● **Task statement**:
Pick out each line in the records below that contains the string "glare" and copy those lines. Uppercase and lowercase letters count as different.

[Location labeling records]
○ ○ ○ ○ ○

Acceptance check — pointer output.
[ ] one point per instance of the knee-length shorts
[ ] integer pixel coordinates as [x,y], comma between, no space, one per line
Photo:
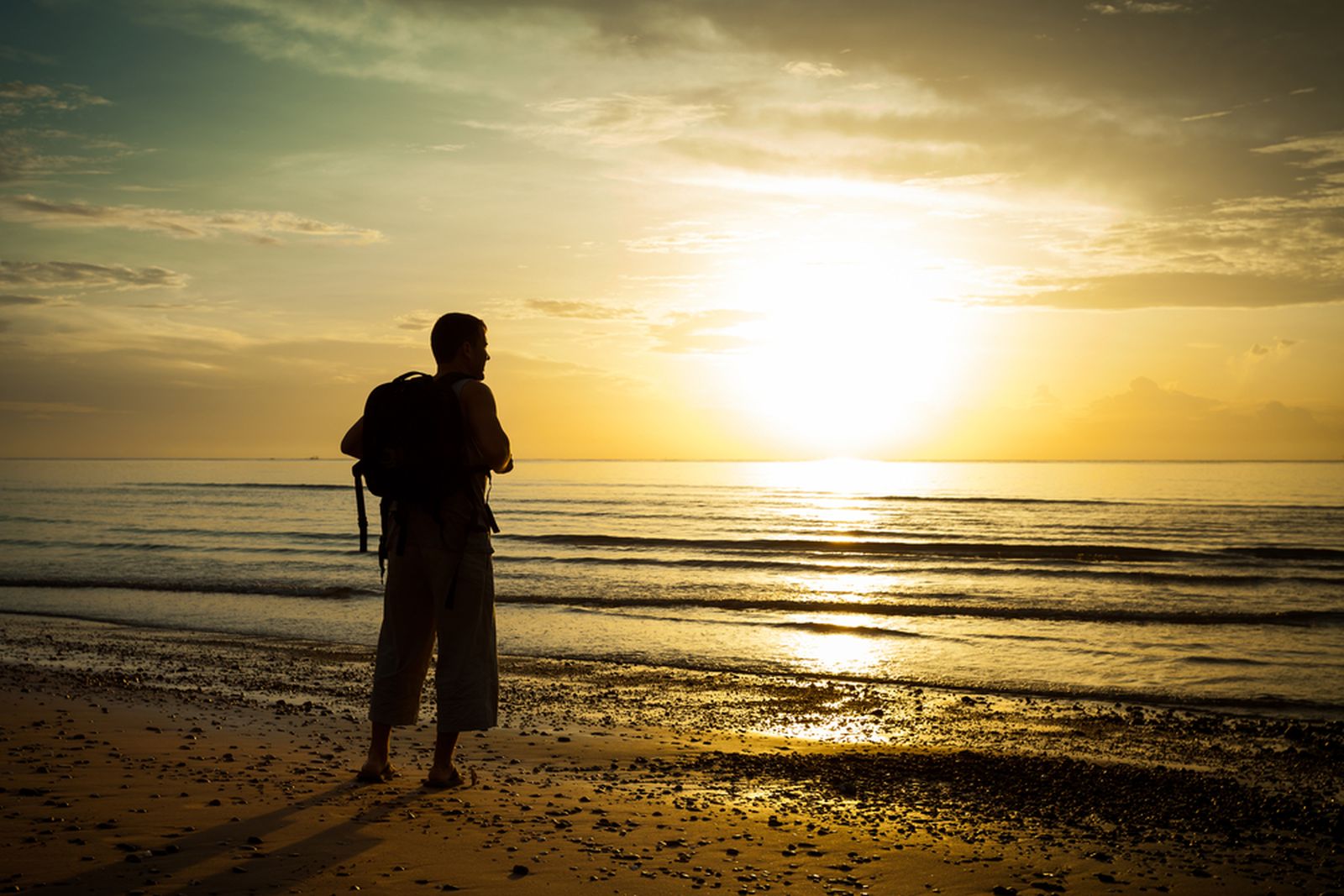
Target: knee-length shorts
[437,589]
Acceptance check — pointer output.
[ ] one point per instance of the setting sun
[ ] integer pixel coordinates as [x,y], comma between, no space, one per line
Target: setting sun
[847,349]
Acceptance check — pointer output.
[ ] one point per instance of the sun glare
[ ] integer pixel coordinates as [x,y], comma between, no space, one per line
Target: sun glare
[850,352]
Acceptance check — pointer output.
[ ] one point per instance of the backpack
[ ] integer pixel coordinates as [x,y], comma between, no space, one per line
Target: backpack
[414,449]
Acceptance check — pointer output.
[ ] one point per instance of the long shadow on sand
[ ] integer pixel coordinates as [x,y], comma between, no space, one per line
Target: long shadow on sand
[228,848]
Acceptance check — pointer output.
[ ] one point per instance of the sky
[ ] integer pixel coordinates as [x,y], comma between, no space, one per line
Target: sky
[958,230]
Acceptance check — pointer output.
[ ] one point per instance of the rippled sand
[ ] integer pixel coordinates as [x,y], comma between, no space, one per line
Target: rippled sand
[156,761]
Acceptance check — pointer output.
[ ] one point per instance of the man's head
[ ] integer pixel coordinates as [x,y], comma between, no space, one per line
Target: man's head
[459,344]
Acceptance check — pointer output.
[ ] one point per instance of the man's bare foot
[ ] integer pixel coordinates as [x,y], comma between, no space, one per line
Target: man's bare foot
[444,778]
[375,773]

○ ○ ○ ○ ○

● **Task answer**:
[ ] one point per instance of the sun glare
Target: sun glare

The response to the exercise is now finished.